::: Provided entries :::

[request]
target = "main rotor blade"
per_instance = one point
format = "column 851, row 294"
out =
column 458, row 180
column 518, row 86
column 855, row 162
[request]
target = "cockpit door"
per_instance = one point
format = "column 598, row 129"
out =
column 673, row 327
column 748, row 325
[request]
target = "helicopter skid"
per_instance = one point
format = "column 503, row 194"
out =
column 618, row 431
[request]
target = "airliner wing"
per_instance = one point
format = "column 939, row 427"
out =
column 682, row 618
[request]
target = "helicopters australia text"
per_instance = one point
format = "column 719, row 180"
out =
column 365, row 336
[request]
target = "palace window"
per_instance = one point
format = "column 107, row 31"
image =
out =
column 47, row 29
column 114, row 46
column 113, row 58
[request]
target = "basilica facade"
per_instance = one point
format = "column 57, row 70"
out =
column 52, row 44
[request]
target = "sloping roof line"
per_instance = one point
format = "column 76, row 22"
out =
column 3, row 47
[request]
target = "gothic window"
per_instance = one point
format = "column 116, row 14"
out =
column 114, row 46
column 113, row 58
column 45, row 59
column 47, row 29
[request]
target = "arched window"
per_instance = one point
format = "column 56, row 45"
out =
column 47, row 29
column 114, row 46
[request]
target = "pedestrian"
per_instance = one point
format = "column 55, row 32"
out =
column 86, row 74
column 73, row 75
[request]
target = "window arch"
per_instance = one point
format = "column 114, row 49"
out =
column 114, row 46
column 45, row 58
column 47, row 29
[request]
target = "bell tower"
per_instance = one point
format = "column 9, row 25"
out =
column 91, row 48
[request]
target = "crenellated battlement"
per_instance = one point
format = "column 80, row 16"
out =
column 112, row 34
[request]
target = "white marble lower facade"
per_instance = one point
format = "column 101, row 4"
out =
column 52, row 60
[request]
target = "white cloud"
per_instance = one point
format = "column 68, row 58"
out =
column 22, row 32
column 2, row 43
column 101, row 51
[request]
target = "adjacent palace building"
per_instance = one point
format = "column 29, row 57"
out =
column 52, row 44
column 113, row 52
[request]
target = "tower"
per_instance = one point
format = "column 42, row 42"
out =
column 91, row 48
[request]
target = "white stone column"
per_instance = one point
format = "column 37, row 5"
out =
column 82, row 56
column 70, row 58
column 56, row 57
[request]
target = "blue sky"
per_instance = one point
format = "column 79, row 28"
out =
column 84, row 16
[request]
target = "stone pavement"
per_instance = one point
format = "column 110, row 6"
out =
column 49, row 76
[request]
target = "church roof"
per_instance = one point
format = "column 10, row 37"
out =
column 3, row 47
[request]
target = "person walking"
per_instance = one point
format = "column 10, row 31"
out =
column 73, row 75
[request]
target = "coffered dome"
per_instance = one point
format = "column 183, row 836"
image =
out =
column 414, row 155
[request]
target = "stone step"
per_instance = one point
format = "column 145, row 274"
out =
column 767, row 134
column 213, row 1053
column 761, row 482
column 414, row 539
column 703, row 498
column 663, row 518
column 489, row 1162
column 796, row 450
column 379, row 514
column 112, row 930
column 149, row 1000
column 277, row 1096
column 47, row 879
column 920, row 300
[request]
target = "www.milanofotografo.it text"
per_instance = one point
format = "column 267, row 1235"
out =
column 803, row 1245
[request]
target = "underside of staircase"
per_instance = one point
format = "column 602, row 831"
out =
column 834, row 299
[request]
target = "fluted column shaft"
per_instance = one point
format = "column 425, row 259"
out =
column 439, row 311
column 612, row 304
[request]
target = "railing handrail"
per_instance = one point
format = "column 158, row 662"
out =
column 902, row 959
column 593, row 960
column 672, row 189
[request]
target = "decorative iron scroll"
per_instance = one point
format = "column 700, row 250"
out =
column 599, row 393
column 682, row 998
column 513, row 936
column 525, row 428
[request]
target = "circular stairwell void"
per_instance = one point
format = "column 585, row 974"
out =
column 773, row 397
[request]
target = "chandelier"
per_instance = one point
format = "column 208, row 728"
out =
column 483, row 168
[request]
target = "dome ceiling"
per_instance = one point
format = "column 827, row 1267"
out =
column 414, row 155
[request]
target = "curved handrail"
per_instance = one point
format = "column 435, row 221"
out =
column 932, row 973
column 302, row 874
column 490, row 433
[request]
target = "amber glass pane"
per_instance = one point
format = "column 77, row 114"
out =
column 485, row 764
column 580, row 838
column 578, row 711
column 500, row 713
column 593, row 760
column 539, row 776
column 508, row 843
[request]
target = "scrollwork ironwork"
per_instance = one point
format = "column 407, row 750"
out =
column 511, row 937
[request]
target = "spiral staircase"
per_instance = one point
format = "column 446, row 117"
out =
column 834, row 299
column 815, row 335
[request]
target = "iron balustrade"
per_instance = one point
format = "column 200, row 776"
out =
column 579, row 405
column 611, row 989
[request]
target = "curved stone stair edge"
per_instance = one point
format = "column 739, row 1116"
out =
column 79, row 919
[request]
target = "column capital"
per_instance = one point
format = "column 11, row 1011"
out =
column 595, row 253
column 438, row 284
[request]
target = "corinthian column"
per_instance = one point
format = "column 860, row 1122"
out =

:::

Your task: Across the material above, count each line with the string "window" and state the number alone.

Result: 4